Pick out every line below that contains the word "reflection" and copy each one in full.
^^^^^^^^
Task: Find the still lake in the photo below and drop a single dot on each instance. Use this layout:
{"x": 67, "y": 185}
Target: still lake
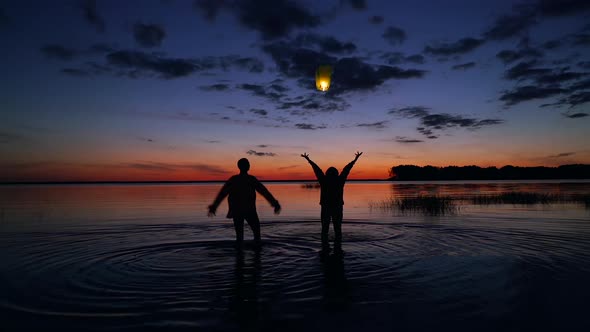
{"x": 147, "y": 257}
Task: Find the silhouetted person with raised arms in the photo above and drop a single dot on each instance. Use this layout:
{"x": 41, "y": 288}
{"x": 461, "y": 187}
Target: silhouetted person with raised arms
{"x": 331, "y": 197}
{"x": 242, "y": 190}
^^^^^^^^
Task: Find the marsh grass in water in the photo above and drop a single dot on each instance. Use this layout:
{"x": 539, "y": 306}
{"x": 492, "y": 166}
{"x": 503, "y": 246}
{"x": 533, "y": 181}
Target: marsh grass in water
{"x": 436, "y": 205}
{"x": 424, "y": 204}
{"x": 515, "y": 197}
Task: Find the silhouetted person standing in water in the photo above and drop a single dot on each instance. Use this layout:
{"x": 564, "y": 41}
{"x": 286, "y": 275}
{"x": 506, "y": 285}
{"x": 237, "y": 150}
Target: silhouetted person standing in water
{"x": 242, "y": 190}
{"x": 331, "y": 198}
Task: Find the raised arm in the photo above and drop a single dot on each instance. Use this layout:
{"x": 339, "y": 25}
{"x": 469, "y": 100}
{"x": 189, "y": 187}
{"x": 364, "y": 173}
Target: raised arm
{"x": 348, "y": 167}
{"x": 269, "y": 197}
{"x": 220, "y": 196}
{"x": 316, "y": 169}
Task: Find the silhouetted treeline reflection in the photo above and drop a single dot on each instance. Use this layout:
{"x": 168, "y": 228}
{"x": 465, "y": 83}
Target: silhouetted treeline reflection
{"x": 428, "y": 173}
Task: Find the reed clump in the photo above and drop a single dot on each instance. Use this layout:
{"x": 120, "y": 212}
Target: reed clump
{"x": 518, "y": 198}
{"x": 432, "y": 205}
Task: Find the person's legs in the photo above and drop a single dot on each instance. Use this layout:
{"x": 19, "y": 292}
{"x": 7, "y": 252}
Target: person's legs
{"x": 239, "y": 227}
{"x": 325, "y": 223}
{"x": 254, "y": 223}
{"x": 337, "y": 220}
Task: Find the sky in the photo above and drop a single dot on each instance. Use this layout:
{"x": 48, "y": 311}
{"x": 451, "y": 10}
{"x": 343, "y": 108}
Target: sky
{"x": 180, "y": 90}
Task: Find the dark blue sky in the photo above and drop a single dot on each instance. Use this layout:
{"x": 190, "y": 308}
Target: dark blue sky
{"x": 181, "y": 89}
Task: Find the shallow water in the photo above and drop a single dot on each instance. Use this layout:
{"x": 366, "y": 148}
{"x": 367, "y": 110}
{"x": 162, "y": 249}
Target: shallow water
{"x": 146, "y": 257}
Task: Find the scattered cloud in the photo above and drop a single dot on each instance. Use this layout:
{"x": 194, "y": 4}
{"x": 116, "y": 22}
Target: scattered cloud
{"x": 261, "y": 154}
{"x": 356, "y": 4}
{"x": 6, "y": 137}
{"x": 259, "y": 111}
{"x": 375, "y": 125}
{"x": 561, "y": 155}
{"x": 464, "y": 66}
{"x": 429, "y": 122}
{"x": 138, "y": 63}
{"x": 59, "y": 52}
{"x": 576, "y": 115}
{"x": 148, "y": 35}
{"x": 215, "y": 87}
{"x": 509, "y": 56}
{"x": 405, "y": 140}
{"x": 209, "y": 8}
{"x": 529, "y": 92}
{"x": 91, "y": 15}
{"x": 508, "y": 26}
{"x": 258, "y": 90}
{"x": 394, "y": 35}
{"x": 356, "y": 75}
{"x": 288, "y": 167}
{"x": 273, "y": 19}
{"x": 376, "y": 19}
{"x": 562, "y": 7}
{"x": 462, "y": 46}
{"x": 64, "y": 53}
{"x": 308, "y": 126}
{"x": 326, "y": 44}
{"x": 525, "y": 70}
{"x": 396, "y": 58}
^^^^^^^^
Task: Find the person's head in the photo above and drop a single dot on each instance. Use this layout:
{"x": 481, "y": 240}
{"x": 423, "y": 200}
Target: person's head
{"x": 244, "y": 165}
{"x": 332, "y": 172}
^^^^^^^^
• [TASK ANSWER]
Task: Find the silhouetted treeline reflection in the photo above and drop a single dot on each instance. Use this layout:
Target: silhouetted treeline reflection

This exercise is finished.